■ BRIEF ■
Render everything in the data below, from the line containing "219, row 429." down to and including the line containing "column 96, row 353", as a Markdown table with columns named Row and Data line. Give each line its own numbered row, skipping blank lines and leaving the pictures out.
# Start of DATASET ROWS
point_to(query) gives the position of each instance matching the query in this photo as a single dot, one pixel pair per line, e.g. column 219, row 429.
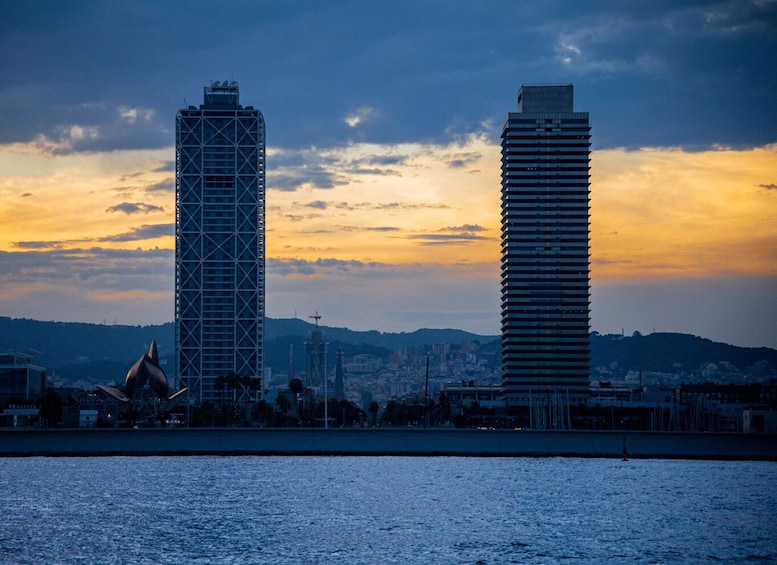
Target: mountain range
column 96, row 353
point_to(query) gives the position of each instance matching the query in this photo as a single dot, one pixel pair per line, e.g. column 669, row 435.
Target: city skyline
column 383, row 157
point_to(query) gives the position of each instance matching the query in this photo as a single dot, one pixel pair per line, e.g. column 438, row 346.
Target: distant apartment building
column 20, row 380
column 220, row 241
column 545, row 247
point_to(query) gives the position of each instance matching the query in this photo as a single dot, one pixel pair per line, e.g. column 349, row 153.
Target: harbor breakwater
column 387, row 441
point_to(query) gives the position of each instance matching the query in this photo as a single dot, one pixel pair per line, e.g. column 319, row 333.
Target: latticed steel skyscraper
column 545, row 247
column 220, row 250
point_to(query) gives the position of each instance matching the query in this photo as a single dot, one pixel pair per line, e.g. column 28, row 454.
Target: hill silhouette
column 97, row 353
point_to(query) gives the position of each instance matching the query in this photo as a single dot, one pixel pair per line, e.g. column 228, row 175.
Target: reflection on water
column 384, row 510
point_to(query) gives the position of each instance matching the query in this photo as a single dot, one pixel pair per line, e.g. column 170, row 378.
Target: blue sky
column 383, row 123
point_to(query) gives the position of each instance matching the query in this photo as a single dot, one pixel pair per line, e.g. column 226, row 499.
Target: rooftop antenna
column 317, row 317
# End of DATASET ROWS
# Start of DATASET ROWS
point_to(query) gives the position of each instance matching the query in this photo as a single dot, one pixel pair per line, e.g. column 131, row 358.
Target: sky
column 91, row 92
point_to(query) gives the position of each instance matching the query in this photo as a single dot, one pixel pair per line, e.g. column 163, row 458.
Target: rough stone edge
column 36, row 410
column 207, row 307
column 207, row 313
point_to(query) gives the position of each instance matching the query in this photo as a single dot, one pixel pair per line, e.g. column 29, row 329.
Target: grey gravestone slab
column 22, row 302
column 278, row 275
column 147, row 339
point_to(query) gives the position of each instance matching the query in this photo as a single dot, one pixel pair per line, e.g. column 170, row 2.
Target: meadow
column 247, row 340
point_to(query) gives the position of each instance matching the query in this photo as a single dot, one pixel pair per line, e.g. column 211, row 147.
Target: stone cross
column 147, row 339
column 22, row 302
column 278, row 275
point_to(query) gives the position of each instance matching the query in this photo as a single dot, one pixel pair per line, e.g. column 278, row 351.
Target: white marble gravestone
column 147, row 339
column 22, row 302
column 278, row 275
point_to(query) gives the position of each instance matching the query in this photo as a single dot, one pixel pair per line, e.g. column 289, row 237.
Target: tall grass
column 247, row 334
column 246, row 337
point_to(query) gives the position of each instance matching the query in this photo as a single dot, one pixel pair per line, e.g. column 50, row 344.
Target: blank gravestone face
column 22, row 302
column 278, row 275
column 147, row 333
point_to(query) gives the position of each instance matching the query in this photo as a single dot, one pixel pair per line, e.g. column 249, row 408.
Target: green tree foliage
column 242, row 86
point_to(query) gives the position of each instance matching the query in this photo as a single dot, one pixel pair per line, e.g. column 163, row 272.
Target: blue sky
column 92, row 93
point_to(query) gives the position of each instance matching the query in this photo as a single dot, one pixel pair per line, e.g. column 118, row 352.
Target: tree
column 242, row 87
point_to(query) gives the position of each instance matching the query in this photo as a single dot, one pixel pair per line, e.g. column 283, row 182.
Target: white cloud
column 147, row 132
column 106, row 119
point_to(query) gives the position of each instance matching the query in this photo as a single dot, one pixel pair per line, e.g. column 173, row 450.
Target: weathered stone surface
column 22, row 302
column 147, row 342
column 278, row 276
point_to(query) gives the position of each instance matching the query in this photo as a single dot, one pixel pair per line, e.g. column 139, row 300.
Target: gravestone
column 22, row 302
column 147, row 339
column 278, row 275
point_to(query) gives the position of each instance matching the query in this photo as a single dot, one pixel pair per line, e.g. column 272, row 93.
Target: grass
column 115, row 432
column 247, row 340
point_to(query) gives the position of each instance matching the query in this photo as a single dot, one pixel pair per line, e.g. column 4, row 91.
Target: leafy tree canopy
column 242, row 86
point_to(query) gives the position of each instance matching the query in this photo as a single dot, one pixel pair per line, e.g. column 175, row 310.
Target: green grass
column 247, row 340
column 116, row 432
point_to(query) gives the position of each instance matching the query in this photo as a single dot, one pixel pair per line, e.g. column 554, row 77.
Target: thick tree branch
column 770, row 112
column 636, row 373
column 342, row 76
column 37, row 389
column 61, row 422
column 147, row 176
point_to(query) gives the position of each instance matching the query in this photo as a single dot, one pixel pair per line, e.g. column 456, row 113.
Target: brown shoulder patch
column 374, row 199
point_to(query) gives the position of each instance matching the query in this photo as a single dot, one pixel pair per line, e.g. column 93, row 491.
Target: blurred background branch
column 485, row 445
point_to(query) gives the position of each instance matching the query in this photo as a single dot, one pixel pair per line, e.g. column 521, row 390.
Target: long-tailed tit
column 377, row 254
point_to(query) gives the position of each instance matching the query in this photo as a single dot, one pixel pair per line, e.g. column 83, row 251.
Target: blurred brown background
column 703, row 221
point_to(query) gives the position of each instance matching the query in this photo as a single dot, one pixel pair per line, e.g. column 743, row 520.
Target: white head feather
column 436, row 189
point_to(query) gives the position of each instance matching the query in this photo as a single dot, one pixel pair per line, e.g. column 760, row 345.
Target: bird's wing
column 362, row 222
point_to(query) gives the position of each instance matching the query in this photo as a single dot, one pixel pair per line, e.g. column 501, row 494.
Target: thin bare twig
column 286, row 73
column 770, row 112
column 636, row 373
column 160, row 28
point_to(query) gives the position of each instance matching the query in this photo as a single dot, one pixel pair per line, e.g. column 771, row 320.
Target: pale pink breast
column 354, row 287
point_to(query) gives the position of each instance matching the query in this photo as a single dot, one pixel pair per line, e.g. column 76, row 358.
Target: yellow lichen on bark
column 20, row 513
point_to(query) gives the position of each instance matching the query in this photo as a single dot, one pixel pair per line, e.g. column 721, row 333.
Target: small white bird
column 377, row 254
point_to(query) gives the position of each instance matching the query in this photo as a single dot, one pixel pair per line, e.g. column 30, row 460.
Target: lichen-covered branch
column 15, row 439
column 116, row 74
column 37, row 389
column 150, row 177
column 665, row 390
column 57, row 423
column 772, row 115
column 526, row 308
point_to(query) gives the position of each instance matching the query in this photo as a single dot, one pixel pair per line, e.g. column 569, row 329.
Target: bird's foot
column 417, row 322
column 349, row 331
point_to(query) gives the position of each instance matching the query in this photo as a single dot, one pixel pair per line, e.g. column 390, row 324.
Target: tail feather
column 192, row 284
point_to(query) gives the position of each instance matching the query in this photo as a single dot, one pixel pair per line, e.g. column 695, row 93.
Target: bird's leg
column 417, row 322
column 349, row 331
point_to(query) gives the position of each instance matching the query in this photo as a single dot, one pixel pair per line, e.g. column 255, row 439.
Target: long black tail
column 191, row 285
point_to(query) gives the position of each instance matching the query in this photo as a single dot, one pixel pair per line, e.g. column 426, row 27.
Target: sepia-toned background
# End of DATASET ROWS
# Start of DATASET ROWS
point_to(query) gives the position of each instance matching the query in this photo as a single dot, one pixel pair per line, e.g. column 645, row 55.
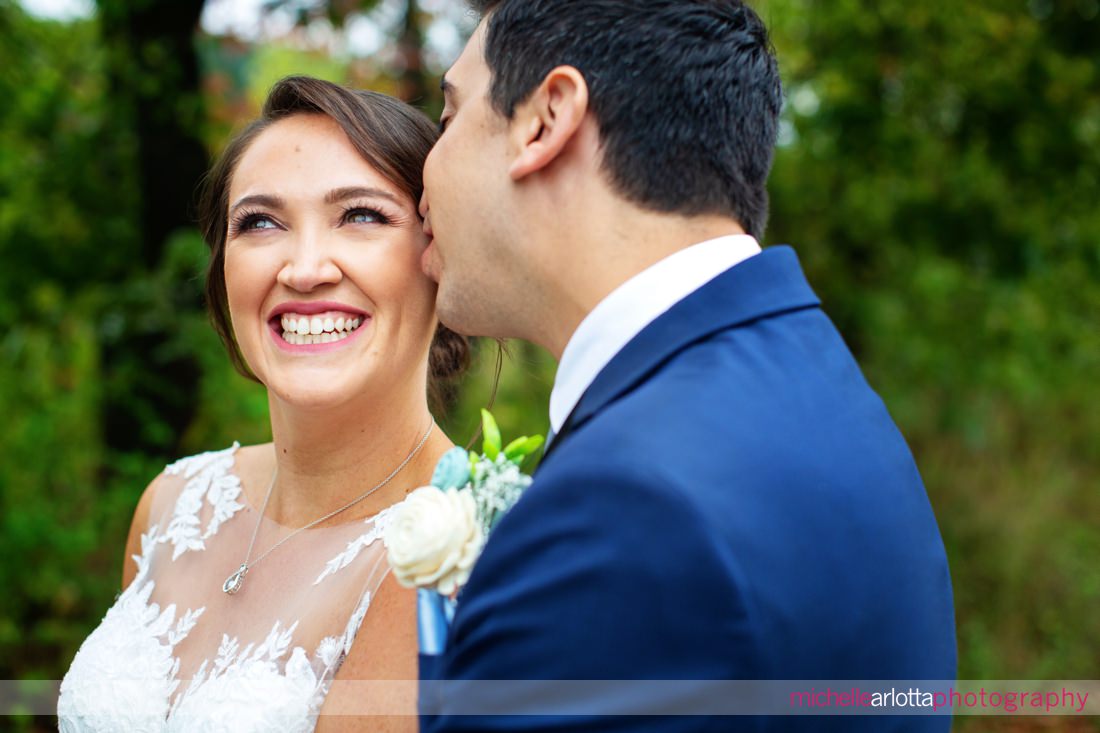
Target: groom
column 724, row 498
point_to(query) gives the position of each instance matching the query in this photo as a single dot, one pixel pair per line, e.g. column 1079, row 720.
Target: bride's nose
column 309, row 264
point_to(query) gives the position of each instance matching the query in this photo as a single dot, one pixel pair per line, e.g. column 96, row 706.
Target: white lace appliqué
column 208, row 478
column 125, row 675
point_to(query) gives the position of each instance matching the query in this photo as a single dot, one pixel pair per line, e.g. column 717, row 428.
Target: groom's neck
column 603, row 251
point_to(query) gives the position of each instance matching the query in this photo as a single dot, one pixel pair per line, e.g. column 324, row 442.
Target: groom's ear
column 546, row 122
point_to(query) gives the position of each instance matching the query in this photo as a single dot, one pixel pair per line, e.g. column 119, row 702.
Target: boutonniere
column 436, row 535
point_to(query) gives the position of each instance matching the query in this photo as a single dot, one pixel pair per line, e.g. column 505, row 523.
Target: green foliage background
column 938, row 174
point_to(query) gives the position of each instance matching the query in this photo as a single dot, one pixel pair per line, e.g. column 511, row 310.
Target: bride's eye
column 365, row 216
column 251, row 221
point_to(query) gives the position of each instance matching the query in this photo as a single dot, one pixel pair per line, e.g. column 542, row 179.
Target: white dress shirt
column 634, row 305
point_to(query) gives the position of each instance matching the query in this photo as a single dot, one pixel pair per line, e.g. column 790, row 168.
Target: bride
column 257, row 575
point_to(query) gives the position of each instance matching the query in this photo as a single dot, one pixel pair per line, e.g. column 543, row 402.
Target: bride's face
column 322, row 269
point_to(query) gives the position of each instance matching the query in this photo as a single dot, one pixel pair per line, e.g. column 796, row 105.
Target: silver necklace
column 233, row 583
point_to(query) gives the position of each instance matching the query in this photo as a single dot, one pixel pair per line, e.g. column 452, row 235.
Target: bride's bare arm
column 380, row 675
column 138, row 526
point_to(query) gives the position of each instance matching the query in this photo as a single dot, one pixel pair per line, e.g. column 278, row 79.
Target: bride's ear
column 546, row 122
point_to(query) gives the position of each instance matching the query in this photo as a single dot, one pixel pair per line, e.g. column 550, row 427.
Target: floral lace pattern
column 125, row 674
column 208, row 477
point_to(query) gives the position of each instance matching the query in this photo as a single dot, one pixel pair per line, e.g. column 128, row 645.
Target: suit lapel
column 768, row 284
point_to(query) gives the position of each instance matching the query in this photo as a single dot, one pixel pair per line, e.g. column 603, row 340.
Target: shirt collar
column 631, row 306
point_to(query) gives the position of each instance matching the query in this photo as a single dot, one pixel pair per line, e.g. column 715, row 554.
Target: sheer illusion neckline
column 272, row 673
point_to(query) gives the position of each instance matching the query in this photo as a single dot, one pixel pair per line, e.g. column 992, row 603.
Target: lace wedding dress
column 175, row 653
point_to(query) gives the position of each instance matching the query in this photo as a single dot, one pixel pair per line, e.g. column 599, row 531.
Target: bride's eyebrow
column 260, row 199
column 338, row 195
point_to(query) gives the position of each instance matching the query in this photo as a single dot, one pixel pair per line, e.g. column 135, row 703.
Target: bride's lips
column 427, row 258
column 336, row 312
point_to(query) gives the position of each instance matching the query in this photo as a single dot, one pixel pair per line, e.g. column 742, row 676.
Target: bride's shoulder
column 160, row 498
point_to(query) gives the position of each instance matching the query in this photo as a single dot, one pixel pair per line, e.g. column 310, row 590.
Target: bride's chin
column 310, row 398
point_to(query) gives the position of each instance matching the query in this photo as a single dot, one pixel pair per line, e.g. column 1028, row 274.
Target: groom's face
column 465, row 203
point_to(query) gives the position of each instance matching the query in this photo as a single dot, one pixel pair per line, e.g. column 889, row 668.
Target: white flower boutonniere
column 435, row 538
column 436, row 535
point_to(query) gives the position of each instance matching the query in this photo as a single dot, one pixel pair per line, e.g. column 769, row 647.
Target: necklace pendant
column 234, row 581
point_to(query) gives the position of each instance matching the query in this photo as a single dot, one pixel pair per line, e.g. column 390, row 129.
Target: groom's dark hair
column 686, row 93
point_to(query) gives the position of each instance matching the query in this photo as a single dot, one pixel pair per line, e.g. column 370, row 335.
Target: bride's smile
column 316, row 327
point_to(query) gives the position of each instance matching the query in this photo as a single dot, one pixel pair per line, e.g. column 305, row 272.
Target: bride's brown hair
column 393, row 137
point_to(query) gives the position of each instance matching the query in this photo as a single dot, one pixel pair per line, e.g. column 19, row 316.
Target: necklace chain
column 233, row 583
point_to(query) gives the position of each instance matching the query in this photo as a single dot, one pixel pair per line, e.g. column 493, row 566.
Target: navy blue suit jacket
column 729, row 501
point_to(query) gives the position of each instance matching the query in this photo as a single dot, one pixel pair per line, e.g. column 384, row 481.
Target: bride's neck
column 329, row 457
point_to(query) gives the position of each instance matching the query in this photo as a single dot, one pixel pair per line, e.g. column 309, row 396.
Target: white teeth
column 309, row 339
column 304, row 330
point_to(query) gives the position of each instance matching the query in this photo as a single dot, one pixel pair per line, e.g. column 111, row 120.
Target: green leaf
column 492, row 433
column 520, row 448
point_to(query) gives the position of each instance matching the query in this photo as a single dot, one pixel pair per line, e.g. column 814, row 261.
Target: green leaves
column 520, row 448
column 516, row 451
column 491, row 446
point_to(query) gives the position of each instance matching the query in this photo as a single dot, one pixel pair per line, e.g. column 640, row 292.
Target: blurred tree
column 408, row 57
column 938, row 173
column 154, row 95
# End of DATASET ROWS
■ WORKED SOLUTION ■
| Row | Data line |
|---|---|
| 1 | point_to(query) gives the position of each instance matching the query in this photo as a single dot, one pixel pair per line, e.g. column 219, row 429. |
| 2 | Target: mountain range |
| 3 | column 96, row 353 |